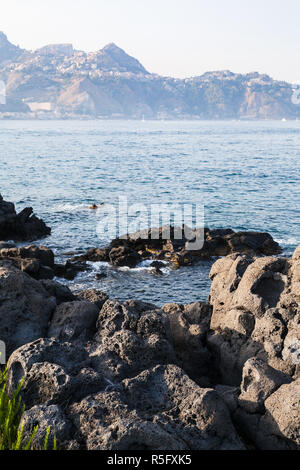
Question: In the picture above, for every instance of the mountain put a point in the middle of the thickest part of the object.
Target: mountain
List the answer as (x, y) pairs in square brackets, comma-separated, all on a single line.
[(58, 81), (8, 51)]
***
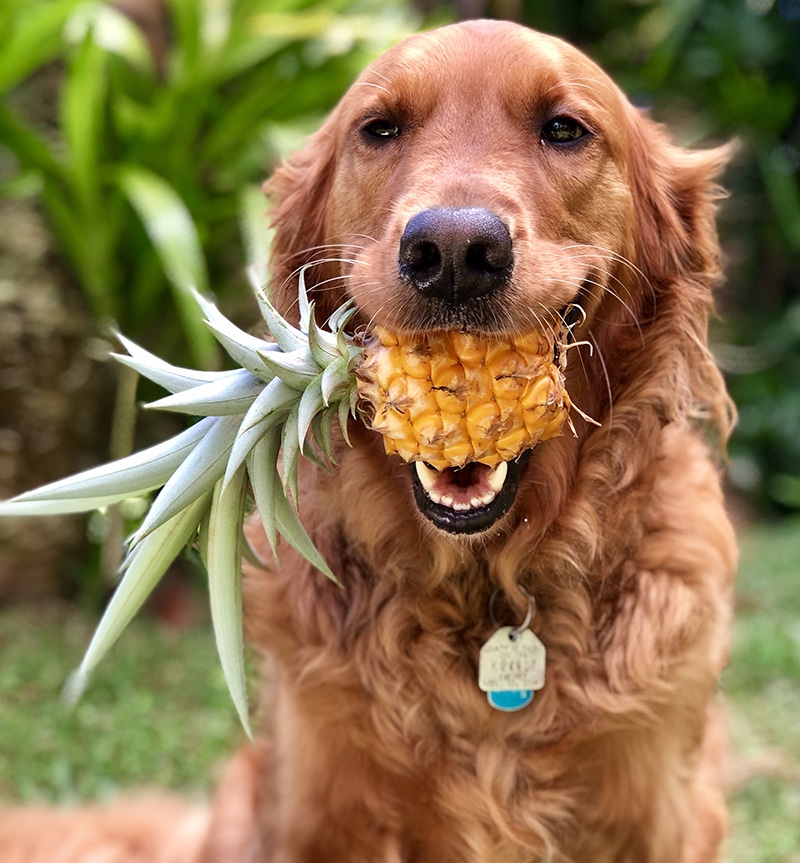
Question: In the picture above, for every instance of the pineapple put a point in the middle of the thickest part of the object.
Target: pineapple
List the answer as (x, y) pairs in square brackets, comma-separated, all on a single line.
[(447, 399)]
***
### What is required
Reproduce word for word the lines of the entries above, starting with the line that contains "of the pineapple" and going on through the line that contains "[(447, 399)]", including both of those lines.

### Problem solution
Question: In the picture above, for every instance of the pineapple put a point in the middle of the thickest part of the object.
Target: pineapple
List the answer as (x, y) pairs in square brackets, comma-separated, all on a single line.
[(447, 399)]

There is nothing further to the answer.